> [GIVEN PASSAGE]

In the end, Harry reaches the West Coast, only to realize that things are not quite as he had anticipated, thus giving him a new vision of the last years of his life. In Los Angeles, after a brief stay with his son, he finds a place of his own with Tonto, his best buddy, who like him is trying to dealing with the hardships of old age.

End Note:

Also appearing toward the end of the film as Celia is Sally K. Marr, mother of the real-life comedian Lenny Bruce.

 

Oscar Alert

 Oscar Nominations: 2

Actor: Art Carney

Screenplay (Original): Paul Mazursky and Josh Greenfeld

 

Oscar Awards: 1

 

Oscar Context:

The best male performance of the year was given by Jack Nicholson in “Chinatown,” in a competitive race that also included Albert Finney in “Murder on the Orient Express,” Dustin Hoffman in “Lenny,” and Al Pacino in “The Godfather, Part II.”

 

The winner of the Original Screenplay was Robert Towne for “Chinatown,” competing against Coppola’s “The Conversation,” Robert Getchell’s “Alice Doesn’t Live Here Anymore,” and Francois Truffaut’s “Day for Night.”

> [SUPPLIED RECORDS]
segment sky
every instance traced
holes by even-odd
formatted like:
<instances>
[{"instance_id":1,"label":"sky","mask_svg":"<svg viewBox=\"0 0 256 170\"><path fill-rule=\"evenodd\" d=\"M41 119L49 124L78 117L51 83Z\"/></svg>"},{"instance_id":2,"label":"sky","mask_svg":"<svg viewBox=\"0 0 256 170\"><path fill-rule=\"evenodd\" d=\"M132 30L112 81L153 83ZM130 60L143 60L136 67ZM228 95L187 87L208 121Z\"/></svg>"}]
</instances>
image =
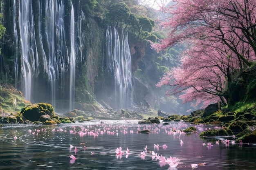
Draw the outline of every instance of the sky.
<instances>
[{"instance_id":1,"label":"sky","mask_svg":"<svg viewBox=\"0 0 256 170\"><path fill-rule=\"evenodd\" d=\"M142 1L142 0L141 0L141 1ZM145 1L147 1L146 0L145 0ZM166 4L171 1L171 0L148 0L149 4L150 5L153 5L153 8L156 9L159 9L158 4L161 5L162 2L164 2L165 4Z\"/></svg>"}]
</instances>

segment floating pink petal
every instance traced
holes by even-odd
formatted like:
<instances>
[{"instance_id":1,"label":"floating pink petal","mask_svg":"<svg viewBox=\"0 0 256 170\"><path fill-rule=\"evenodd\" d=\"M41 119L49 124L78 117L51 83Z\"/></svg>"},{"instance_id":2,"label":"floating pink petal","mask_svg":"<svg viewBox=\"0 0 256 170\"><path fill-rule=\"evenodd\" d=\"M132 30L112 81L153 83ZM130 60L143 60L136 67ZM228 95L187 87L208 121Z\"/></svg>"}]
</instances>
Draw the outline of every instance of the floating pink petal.
<instances>
[{"instance_id":1,"label":"floating pink petal","mask_svg":"<svg viewBox=\"0 0 256 170\"><path fill-rule=\"evenodd\" d=\"M71 156L70 156L70 157L72 159L76 159L76 158L75 157L75 156L73 155L70 155Z\"/></svg>"},{"instance_id":2,"label":"floating pink petal","mask_svg":"<svg viewBox=\"0 0 256 170\"><path fill-rule=\"evenodd\" d=\"M195 168L197 168L198 164L196 164L195 163L192 163L191 164L191 168L192 168L192 169L195 169Z\"/></svg>"}]
</instances>

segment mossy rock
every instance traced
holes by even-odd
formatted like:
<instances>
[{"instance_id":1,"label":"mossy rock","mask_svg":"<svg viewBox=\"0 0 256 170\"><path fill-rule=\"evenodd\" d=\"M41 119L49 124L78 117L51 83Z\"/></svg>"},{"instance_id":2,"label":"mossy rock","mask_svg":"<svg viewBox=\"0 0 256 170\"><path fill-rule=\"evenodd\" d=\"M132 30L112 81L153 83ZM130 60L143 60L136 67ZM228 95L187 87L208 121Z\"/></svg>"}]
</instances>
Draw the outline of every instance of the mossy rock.
<instances>
[{"instance_id":1,"label":"mossy rock","mask_svg":"<svg viewBox=\"0 0 256 170\"><path fill-rule=\"evenodd\" d=\"M43 109L41 106L35 105L29 105L21 113L26 119L31 121L38 120L41 115L39 113Z\"/></svg>"},{"instance_id":2,"label":"mossy rock","mask_svg":"<svg viewBox=\"0 0 256 170\"><path fill-rule=\"evenodd\" d=\"M197 118L193 122L194 124L204 124L205 122L201 118Z\"/></svg>"},{"instance_id":3,"label":"mossy rock","mask_svg":"<svg viewBox=\"0 0 256 170\"><path fill-rule=\"evenodd\" d=\"M70 121L71 121L72 123L76 123L76 121L75 120L74 117L69 117L68 119L70 119Z\"/></svg>"},{"instance_id":4,"label":"mossy rock","mask_svg":"<svg viewBox=\"0 0 256 170\"><path fill-rule=\"evenodd\" d=\"M149 120L143 120L139 121L139 124L150 124L150 123Z\"/></svg>"},{"instance_id":5,"label":"mossy rock","mask_svg":"<svg viewBox=\"0 0 256 170\"><path fill-rule=\"evenodd\" d=\"M42 122L44 122L50 119L51 119L51 117L50 117L50 116L48 115L42 115L40 116L40 118L39 118L38 121Z\"/></svg>"},{"instance_id":6,"label":"mossy rock","mask_svg":"<svg viewBox=\"0 0 256 170\"><path fill-rule=\"evenodd\" d=\"M37 125L42 125L43 124L43 122L42 121L38 121L37 120L36 120L36 121L35 121L35 124L36 124Z\"/></svg>"},{"instance_id":7,"label":"mossy rock","mask_svg":"<svg viewBox=\"0 0 256 170\"><path fill-rule=\"evenodd\" d=\"M75 120L80 120L82 119L84 119L83 116L78 116L77 117L75 117Z\"/></svg>"},{"instance_id":8,"label":"mossy rock","mask_svg":"<svg viewBox=\"0 0 256 170\"><path fill-rule=\"evenodd\" d=\"M24 122L24 121L22 119L22 118L19 116L17 116L16 117L17 118L17 121L18 122Z\"/></svg>"},{"instance_id":9,"label":"mossy rock","mask_svg":"<svg viewBox=\"0 0 256 170\"><path fill-rule=\"evenodd\" d=\"M56 122L56 123L57 124L61 124L61 121L60 121L58 119L57 119L55 117L52 117L50 119L49 119L49 120L52 120L53 121L54 121L55 122Z\"/></svg>"},{"instance_id":10,"label":"mossy rock","mask_svg":"<svg viewBox=\"0 0 256 170\"><path fill-rule=\"evenodd\" d=\"M195 133L196 131L196 128L195 126L190 126L183 130L185 133Z\"/></svg>"},{"instance_id":11,"label":"mossy rock","mask_svg":"<svg viewBox=\"0 0 256 170\"><path fill-rule=\"evenodd\" d=\"M248 126L252 126L256 125L256 121L248 121L245 122Z\"/></svg>"},{"instance_id":12,"label":"mossy rock","mask_svg":"<svg viewBox=\"0 0 256 170\"><path fill-rule=\"evenodd\" d=\"M228 112L227 113L227 115L231 115L232 116L234 116L236 115L236 112Z\"/></svg>"},{"instance_id":13,"label":"mossy rock","mask_svg":"<svg viewBox=\"0 0 256 170\"><path fill-rule=\"evenodd\" d=\"M239 133L238 133L236 135L236 137L240 137L242 136L246 135L248 135L250 133L250 130L248 128L245 129L242 132L240 132Z\"/></svg>"},{"instance_id":14,"label":"mossy rock","mask_svg":"<svg viewBox=\"0 0 256 170\"><path fill-rule=\"evenodd\" d=\"M154 119L150 119L149 120L150 124L159 124L160 121L157 118L155 118Z\"/></svg>"},{"instance_id":15,"label":"mossy rock","mask_svg":"<svg viewBox=\"0 0 256 170\"><path fill-rule=\"evenodd\" d=\"M60 119L60 117L58 116L53 116L51 117L51 119L56 119L57 120L58 120Z\"/></svg>"},{"instance_id":16,"label":"mossy rock","mask_svg":"<svg viewBox=\"0 0 256 170\"><path fill-rule=\"evenodd\" d=\"M227 129L226 130L226 131L227 132L228 134L229 134L229 136L232 136L234 135L232 130L231 130L230 129Z\"/></svg>"},{"instance_id":17,"label":"mossy rock","mask_svg":"<svg viewBox=\"0 0 256 170\"><path fill-rule=\"evenodd\" d=\"M65 112L63 115L68 117L77 117L76 113L73 112Z\"/></svg>"},{"instance_id":18,"label":"mossy rock","mask_svg":"<svg viewBox=\"0 0 256 170\"><path fill-rule=\"evenodd\" d=\"M244 118L244 116L243 115L240 115L238 117L236 117L235 120L237 121L238 120L241 120Z\"/></svg>"},{"instance_id":19,"label":"mossy rock","mask_svg":"<svg viewBox=\"0 0 256 170\"><path fill-rule=\"evenodd\" d=\"M229 126L229 129L232 130L233 133L235 134L242 132L243 130L242 127L238 124L232 124Z\"/></svg>"},{"instance_id":20,"label":"mossy rock","mask_svg":"<svg viewBox=\"0 0 256 170\"><path fill-rule=\"evenodd\" d=\"M223 116L219 117L219 121L222 122L227 122L231 120L235 120L235 116L232 115L228 115L227 116Z\"/></svg>"},{"instance_id":21,"label":"mossy rock","mask_svg":"<svg viewBox=\"0 0 256 170\"><path fill-rule=\"evenodd\" d=\"M244 130L249 127L249 125L247 124L242 121L236 121L233 124L240 125L243 130Z\"/></svg>"},{"instance_id":22,"label":"mossy rock","mask_svg":"<svg viewBox=\"0 0 256 170\"><path fill-rule=\"evenodd\" d=\"M43 124L45 125L56 125L57 124L53 120L49 120L45 121Z\"/></svg>"},{"instance_id":23,"label":"mossy rock","mask_svg":"<svg viewBox=\"0 0 256 170\"><path fill-rule=\"evenodd\" d=\"M88 120L87 120L86 119L82 119L81 120L80 120L82 121L88 121Z\"/></svg>"},{"instance_id":24,"label":"mossy rock","mask_svg":"<svg viewBox=\"0 0 256 170\"><path fill-rule=\"evenodd\" d=\"M211 124L213 125L220 125L221 124L222 122L221 121L213 121L210 122Z\"/></svg>"},{"instance_id":25,"label":"mossy rock","mask_svg":"<svg viewBox=\"0 0 256 170\"><path fill-rule=\"evenodd\" d=\"M225 129L221 129L219 130L219 136L226 136L228 135L229 134L227 132Z\"/></svg>"},{"instance_id":26,"label":"mossy rock","mask_svg":"<svg viewBox=\"0 0 256 170\"><path fill-rule=\"evenodd\" d=\"M189 119L189 122L193 122L196 119L197 119L197 118L198 118L198 117L193 117L191 118L190 118Z\"/></svg>"},{"instance_id":27,"label":"mossy rock","mask_svg":"<svg viewBox=\"0 0 256 170\"><path fill-rule=\"evenodd\" d=\"M44 103L28 105L20 113L27 119L32 121L38 121L42 115L47 114L50 117L55 115L52 106Z\"/></svg>"},{"instance_id":28,"label":"mossy rock","mask_svg":"<svg viewBox=\"0 0 256 170\"><path fill-rule=\"evenodd\" d=\"M164 120L163 120L163 121L164 122L167 122L167 121L171 121L171 120L169 119L168 118L165 118Z\"/></svg>"},{"instance_id":29,"label":"mossy rock","mask_svg":"<svg viewBox=\"0 0 256 170\"><path fill-rule=\"evenodd\" d=\"M188 121L189 119L191 118L192 116L191 115L182 115L181 116L180 119L184 121Z\"/></svg>"},{"instance_id":30,"label":"mossy rock","mask_svg":"<svg viewBox=\"0 0 256 170\"><path fill-rule=\"evenodd\" d=\"M63 124L72 124L72 121L69 118L60 118L60 121Z\"/></svg>"},{"instance_id":31,"label":"mossy rock","mask_svg":"<svg viewBox=\"0 0 256 170\"><path fill-rule=\"evenodd\" d=\"M212 137L218 136L219 135L219 131L218 129L210 129L206 131L202 132L199 136L202 137Z\"/></svg>"},{"instance_id":32,"label":"mossy rock","mask_svg":"<svg viewBox=\"0 0 256 170\"><path fill-rule=\"evenodd\" d=\"M246 113L244 114L243 117L244 118L247 119L248 120L252 120L255 116L251 113Z\"/></svg>"},{"instance_id":33,"label":"mossy rock","mask_svg":"<svg viewBox=\"0 0 256 170\"><path fill-rule=\"evenodd\" d=\"M239 140L242 140L243 143L256 143L256 130L248 135L239 138L236 140L236 143L238 143Z\"/></svg>"},{"instance_id":34,"label":"mossy rock","mask_svg":"<svg viewBox=\"0 0 256 170\"><path fill-rule=\"evenodd\" d=\"M25 120L24 123L23 123L24 124L26 125L32 125L32 124L36 124L35 122L34 122L32 121L30 121L29 120Z\"/></svg>"},{"instance_id":35,"label":"mossy rock","mask_svg":"<svg viewBox=\"0 0 256 170\"><path fill-rule=\"evenodd\" d=\"M54 112L53 107L52 107L52 105L51 104L45 103L40 103L37 104L38 106L42 106L44 110L49 110L49 113L47 113L47 114L49 115L50 117L53 116L55 115L55 114Z\"/></svg>"},{"instance_id":36,"label":"mossy rock","mask_svg":"<svg viewBox=\"0 0 256 170\"><path fill-rule=\"evenodd\" d=\"M247 112L237 112L236 114L236 117L238 117L240 116L243 116L245 113L247 113Z\"/></svg>"},{"instance_id":37,"label":"mossy rock","mask_svg":"<svg viewBox=\"0 0 256 170\"><path fill-rule=\"evenodd\" d=\"M7 116L2 118L1 121L2 122L2 123L3 124L16 124L17 123L16 116L13 115Z\"/></svg>"},{"instance_id":38,"label":"mossy rock","mask_svg":"<svg viewBox=\"0 0 256 170\"><path fill-rule=\"evenodd\" d=\"M178 117L179 117L179 115L170 115L170 116L168 116L168 117L167 118L170 120L174 120L177 118Z\"/></svg>"}]
</instances>

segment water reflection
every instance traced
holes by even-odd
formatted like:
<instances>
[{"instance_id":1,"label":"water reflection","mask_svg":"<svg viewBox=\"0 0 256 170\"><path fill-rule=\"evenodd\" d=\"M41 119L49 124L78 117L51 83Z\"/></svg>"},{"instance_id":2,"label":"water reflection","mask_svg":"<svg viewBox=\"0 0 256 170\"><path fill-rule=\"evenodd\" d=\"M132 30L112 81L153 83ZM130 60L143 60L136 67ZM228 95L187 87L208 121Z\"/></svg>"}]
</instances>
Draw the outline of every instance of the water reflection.
<instances>
[{"instance_id":1,"label":"water reflection","mask_svg":"<svg viewBox=\"0 0 256 170\"><path fill-rule=\"evenodd\" d=\"M216 141L225 139L201 138L200 132L180 132L191 126L188 124L106 123L2 127L0 169L191 170L193 164L198 165L198 170L254 169L255 146L216 144ZM205 128L196 127L199 130ZM137 132L142 130L151 132ZM207 144L209 142L211 144ZM120 146L124 153L117 155L116 150ZM128 154L126 152L127 148ZM71 155L76 159L70 158ZM161 163L156 159L161 155L166 159L176 157L179 163L177 167Z\"/></svg>"}]
</instances>

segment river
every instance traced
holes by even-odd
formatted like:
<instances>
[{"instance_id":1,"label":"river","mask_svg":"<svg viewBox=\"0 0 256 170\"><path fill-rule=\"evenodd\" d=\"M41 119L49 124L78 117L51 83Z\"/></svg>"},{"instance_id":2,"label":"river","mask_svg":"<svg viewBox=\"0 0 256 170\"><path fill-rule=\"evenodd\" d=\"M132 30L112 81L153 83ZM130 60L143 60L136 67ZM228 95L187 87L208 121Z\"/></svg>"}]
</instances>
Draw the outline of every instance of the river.
<instances>
[{"instance_id":1,"label":"river","mask_svg":"<svg viewBox=\"0 0 256 170\"><path fill-rule=\"evenodd\" d=\"M47 126L4 125L0 128L0 169L255 169L254 144L232 144L232 137L199 137L200 132L213 126L196 125L198 133L186 134L180 130L195 125L103 121ZM138 132L144 130L151 132ZM229 144L222 142L226 139ZM209 142L212 146L207 146ZM117 154L120 147L122 150ZM157 157L161 155L166 160L176 157L177 166L160 162Z\"/></svg>"}]
</instances>

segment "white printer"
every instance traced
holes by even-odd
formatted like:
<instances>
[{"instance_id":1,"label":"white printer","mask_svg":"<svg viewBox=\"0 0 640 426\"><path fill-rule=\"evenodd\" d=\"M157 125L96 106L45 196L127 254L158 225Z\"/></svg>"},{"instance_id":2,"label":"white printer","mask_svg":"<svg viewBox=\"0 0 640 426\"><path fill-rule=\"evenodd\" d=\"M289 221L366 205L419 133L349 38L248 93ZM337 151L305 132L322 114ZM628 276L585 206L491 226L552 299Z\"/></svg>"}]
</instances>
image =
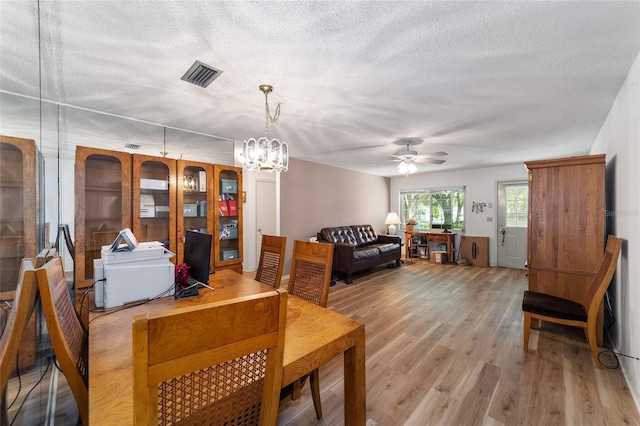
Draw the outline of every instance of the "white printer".
<instances>
[{"instance_id":1,"label":"white printer","mask_svg":"<svg viewBox=\"0 0 640 426\"><path fill-rule=\"evenodd\" d=\"M131 230L123 229L111 246L102 247L102 258L93 260L96 306L112 308L173 295L173 256L160 242L138 243Z\"/></svg>"}]
</instances>

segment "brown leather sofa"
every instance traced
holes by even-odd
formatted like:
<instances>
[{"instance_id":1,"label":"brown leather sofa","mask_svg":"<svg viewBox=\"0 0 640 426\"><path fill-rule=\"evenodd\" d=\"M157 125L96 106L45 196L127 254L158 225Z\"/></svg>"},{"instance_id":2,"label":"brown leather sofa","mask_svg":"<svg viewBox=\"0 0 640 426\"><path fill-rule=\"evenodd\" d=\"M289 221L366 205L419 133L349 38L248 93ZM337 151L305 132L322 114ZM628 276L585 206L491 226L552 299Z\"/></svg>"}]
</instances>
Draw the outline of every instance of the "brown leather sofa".
<instances>
[{"instance_id":1,"label":"brown leather sofa","mask_svg":"<svg viewBox=\"0 0 640 426\"><path fill-rule=\"evenodd\" d=\"M323 228L318 241L333 243L333 272L344 276L347 284L353 274L381 263L400 266L399 236L377 235L371 225L350 225Z\"/></svg>"}]
</instances>

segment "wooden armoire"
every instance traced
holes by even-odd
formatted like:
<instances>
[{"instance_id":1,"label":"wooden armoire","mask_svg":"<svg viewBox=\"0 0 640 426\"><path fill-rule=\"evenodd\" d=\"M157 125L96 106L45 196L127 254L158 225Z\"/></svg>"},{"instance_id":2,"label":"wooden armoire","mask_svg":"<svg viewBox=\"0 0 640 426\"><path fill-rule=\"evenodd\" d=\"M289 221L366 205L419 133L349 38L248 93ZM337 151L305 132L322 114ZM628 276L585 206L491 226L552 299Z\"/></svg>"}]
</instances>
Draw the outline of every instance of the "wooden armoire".
<instances>
[{"instance_id":1,"label":"wooden armoire","mask_svg":"<svg viewBox=\"0 0 640 426\"><path fill-rule=\"evenodd\" d=\"M529 290L581 302L604 251L605 156L525 165L529 171ZM601 344L602 306L598 323Z\"/></svg>"}]
</instances>

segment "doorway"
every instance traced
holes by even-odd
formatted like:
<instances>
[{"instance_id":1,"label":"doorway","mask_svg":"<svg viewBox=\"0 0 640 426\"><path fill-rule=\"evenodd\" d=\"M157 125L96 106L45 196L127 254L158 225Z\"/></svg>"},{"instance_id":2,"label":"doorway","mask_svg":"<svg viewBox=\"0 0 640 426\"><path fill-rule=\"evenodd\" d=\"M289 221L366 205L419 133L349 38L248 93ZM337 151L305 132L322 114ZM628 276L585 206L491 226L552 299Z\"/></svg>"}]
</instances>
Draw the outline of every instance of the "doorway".
<instances>
[{"instance_id":1,"label":"doorway","mask_svg":"<svg viewBox=\"0 0 640 426\"><path fill-rule=\"evenodd\" d=\"M260 259L262 235L277 235L276 183L256 180L256 259Z\"/></svg>"},{"instance_id":2,"label":"doorway","mask_svg":"<svg viewBox=\"0 0 640 426\"><path fill-rule=\"evenodd\" d=\"M527 261L527 181L498 182L498 266L525 269Z\"/></svg>"}]
</instances>

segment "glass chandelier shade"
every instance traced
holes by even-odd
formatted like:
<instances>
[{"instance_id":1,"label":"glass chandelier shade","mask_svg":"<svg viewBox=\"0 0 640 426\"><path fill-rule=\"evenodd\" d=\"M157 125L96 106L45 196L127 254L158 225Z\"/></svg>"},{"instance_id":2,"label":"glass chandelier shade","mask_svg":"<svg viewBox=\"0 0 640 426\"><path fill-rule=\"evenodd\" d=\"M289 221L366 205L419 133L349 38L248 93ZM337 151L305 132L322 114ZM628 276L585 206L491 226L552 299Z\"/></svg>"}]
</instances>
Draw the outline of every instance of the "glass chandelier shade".
<instances>
[{"instance_id":1,"label":"glass chandelier shade","mask_svg":"<svg viewBox=\"0 0 640 426\"><path fill-rule=\"evenodd\" d=\"M273 87L262 84L259 87L264 93L265 126L264 136L256 140L247 139L242 143L242 164L248 170L259 172L286 172L289 168L289 146L279 139L269 139L269 122L275 123L280 116L280 104L276 107L273 117L269 113L269 93Z\"/></svg>"},{"instance_id":2,"label":"glass chandelier shade","mask_svg":"<svg viewBox=\"0 0 640 426\"><path fill-rule=\"evenodd\" d=\"M278 139L251 138L242 144L242 158L249 170L286 172L289 168L289 147Z\"/></svg>"}]
</instances>

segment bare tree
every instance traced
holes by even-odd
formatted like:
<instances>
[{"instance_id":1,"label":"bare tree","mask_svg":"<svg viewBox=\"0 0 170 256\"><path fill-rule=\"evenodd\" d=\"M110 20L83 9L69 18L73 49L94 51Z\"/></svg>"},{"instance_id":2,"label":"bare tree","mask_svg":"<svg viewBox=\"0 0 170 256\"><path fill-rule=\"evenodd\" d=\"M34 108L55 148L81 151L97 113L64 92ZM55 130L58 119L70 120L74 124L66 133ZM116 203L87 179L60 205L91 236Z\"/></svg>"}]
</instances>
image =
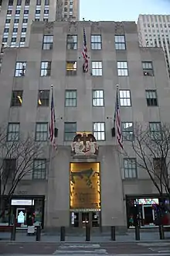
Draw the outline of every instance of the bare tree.
<instances>
[{"instance_id":1,"label":"bare tree","mask_svg":"<svg viewBox=\"0 0 170 256\"><path fill-rule=\"evenodd\" d=\"M43 155L42 144L28 134L19 140L7 141L5 128L0 129L0 218L5 212L3 199L10 203L20 181L30 174L33 160Z\"/></svg>"},{"instance_id":2,"label":"bare tree","mask_svg":"<svg viewBox=\"0 0 170 256\"><path fill-rule=\"evenodd\" d=\"M132 150L137 166L147 171L158 190L162 205L170 213L169 206L165 203L165 197L170 202L170 125L158 123L151 130L148 126L135 123L129 146L129 150L121 154L130 158L128 152Z\"/></svg>"}]
</instances>

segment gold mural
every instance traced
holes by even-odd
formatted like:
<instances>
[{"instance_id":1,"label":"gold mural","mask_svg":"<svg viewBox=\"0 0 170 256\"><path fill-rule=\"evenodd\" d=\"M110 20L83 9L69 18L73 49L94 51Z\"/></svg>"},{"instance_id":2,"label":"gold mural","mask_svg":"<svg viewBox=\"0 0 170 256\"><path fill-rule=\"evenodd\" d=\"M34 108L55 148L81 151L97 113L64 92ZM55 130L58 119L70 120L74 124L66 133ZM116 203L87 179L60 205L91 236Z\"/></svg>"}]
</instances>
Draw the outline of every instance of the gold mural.
<instances>
[{"instance_id":1,"label":"gold mural","mask_svg":"<svg viewBox=\"0 0 170 256\"><path fill-rule=\"evenodd\" d=\"M70 209L100 209L99 163L70 164Z\"/></svg>"}]
</instances>

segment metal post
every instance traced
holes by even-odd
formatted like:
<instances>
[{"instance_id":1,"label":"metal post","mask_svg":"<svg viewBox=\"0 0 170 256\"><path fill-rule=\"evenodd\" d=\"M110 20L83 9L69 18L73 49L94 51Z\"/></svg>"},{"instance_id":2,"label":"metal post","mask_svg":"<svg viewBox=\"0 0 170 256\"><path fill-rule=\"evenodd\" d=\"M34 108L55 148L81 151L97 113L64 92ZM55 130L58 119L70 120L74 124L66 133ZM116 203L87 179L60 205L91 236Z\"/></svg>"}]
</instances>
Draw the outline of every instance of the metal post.
<instances>
[{"instance_id":1,"label":"metal post","mask_svg":"<svg viewBox=\"0 0 170 256\"><path fill-rule=\"evenodd\" d=\"M15 221L11 231L11 241L15 241L15 237L16 237L16 223Z\"/></svg>"},{"instance_id":2,"label":"metal post","mask_svg":"<svg viewBox=\"0 0 170 256\"><path fill-rule=\"evenodd\" d=\"M87 223L86 225L86 241L87 242L90 241L90 227L89 223Z\"/></svg>"},{"instance_id":3,"label":"metal post","mask_svg":"<svg viewBox=\"0 0 170 256\"><path fill-rule=\"evenodd\" d=\"M60 241L65 241L65 227L60 228Z\"/></svg>"},{"instance_id":4,"label":"metal post","mask_svg":"<svg viewBox=\"0 0 170 256\"><path fill-rule=\"evenodd\" d=\"M40 241L41 240L41 226L36 226L36 241Z\"/></svg>"},{"instance_id":5,"label":"metal post","mask_svg":"<svg viewBox=\"0 0 170 256\"><path fill-rule=\"evenodd\" d=\"M160 224L158 226L158 231L159 231L159 237L161 240L165 239L165 234L164 234L164 227L163 225Z\"/></svg>"},{"instance_id":6,"label":"metal post","mask_svg":"<svg viewBox=\"0 0 170 256\"><path fill-rule=\"evenodd\" d=\"M116 240L116 228L115 226L111 226L111 240Z\"/></svg>"}]
</instances>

> [SHORT EXERCISE A] Retype the film passage between "In the end, Harry" and "of old age.", inclusive, word for word.
> [SHORT EXERCISE B] Filter the rows down to every line that contains the string "gold", treating uppercase and lowercase as different.
The rows bear no relation to the film passage.

> [EXERCISE OUTPUT A]
In the end, Harry reaches the West Coast, only to realize that things are not quite as he had anticipated, thus giving him a new vision of the last years of his life. In Los Angeles, after a brief stay with his son, he finds a place of his own with Tonto, his best buddy, who like him is trying to dealing with the hardships of old age.

> [EXERCISE OUTPUT B]
segment gold mural
[{"instance_id":1,"label":"gold mural","mask_svg":"<svg viewBox=\"0 0 170 256\"><path fill-rule=\"evenodd\" d=\"M110 20L83 9L69 18L73 49L94 51Z\"/></svg>"},{"instance_id":2,"label":"gold mural","mask_svg":"<svg viewBox=\"0 0 170 256\"><path fill-rule=\"evenodd\" d=\"M34 108L55 148L81 151L97 113L64 92ZM55 130L58 119L70 120L74 124L66 133ZM116 203L87 179L60 205L91 236Z\"/></svg>"}]
Draw the outline of every instance of the gold mural.
[{"instance_id":1,"label":"gold mural","mask_svg":"<svg viewBox=\"0 0 170 256\"><path fill-rule=\"evenodd\" d=\"M70 209L100 209L99 163L70 164Z\"/></svg>"}]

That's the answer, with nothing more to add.